begin Data entries
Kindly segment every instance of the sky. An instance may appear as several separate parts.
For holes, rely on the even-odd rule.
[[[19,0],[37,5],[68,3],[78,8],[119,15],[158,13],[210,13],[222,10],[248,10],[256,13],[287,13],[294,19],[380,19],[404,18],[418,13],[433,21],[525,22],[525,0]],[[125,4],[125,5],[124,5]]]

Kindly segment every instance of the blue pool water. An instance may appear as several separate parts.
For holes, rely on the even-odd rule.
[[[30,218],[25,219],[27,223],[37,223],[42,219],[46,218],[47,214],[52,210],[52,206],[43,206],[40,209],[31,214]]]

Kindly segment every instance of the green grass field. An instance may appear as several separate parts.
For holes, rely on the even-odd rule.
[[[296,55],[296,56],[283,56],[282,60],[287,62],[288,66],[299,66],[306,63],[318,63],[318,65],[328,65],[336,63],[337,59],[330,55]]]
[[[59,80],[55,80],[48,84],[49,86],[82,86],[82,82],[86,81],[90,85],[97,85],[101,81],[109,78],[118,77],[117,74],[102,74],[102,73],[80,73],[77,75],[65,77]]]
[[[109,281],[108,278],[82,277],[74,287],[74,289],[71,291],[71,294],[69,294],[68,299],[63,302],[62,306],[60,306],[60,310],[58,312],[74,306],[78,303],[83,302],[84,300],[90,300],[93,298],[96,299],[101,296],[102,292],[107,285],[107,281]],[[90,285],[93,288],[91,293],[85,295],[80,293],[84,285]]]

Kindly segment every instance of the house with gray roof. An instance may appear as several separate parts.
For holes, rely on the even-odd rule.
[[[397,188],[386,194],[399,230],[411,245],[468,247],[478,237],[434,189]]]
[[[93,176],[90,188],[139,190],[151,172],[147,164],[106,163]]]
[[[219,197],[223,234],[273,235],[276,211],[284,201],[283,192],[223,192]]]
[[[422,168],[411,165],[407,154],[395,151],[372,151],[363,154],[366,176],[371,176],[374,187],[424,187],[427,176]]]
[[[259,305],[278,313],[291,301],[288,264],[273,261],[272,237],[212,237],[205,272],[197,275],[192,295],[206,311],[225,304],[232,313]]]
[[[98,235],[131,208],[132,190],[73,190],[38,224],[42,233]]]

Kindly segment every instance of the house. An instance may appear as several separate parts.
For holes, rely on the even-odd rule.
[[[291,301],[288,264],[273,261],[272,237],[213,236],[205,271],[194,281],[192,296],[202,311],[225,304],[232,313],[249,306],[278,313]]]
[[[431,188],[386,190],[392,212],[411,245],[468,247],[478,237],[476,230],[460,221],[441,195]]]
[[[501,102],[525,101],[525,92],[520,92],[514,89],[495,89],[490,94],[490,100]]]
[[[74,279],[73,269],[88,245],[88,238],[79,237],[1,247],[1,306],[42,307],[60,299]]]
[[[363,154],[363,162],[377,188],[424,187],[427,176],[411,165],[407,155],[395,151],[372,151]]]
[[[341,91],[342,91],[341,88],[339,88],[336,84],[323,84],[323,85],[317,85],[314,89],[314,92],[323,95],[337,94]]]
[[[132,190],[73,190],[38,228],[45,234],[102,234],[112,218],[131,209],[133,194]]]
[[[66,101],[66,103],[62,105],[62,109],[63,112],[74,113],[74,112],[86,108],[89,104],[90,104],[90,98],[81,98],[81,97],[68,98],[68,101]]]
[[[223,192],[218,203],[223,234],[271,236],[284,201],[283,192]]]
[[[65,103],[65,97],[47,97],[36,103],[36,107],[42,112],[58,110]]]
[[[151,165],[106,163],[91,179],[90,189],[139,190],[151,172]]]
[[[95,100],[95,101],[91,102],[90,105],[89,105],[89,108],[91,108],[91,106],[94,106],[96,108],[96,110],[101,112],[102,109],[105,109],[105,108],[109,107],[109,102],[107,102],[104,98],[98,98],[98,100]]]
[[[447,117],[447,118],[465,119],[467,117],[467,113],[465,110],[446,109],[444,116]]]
end Data entries
begin Data entries
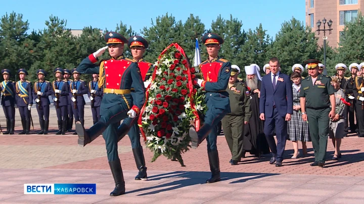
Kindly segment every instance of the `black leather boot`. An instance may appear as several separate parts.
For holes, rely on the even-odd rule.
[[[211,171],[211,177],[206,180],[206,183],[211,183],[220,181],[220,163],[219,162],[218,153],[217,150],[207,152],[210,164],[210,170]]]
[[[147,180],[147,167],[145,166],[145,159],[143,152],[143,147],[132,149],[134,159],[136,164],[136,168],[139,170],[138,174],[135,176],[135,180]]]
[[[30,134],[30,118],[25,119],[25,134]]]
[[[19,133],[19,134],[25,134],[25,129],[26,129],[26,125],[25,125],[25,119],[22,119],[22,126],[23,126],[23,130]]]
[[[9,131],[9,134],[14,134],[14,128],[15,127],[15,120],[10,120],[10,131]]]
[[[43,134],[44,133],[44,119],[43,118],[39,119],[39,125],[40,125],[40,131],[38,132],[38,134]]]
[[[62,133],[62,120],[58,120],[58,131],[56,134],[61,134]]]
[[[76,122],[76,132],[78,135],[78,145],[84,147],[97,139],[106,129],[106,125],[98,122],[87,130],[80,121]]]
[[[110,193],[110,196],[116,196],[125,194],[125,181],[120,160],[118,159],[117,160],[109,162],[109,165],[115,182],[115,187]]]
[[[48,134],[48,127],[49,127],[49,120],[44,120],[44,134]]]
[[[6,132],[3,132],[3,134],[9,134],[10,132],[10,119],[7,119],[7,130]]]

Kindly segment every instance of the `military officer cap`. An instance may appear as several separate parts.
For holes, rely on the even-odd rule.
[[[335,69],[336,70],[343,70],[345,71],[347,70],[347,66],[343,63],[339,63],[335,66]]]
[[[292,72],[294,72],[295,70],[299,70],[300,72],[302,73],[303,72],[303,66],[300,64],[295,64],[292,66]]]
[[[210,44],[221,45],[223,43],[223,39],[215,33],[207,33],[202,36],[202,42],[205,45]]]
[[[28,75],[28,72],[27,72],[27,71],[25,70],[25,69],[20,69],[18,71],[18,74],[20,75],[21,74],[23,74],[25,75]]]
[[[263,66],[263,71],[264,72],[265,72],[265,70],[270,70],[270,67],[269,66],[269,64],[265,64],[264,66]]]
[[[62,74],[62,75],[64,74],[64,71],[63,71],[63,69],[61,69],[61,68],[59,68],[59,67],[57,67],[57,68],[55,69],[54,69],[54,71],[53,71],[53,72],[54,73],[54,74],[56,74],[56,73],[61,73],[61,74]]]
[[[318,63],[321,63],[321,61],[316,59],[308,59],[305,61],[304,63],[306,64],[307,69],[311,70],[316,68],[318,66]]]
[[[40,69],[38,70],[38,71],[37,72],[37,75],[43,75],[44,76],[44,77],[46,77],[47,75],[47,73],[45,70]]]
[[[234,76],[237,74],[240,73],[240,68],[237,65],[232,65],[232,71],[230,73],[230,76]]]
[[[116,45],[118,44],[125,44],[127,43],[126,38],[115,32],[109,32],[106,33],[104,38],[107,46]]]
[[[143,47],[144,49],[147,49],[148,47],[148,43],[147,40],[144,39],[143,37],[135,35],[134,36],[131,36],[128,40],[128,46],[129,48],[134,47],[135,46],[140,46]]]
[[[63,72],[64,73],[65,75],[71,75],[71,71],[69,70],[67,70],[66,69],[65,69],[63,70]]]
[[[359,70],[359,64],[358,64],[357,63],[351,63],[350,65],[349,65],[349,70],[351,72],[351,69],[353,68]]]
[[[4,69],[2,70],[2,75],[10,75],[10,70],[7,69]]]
end Data entries
What to produce
Quote the listing word for word, from the line containing "Kindly segment every instance of the house with" through the line containing "[[[98,235],[131,208],[132,190],[73,190],[38,224],[42,233]]]", both lines included.

Task output
Kindly segment every instance of the house with gray roof. An instance may appear as several separate parts.
For holes, rely on the even-odd rule.
[[[397,188],[386,194],[399,230],[411,245],[468,247],[478,237],[434,189]]]
[[[93,176],[90,188],[139,190],[151,172],[147,164],[106,163]]]
[[[219,197],[223,234],[273,235],[276,211],[284,201],[283,192],[223,192]]]
[[[422,168],[411,165],[407,154],[395,151],[372,151],[363,154],[366,176],[371,176],[374,187],[424,187],[427,176]]]
[[[259,305],[278,313],[291,301],[288,264],[273,261],[272,237],[212,237],[205,272],[197,275],[192,295],[206,311],[225,304],[232,313]]]
[[[98,235],[131,208],[132,190],[73,190],[38,224],[42,233]]]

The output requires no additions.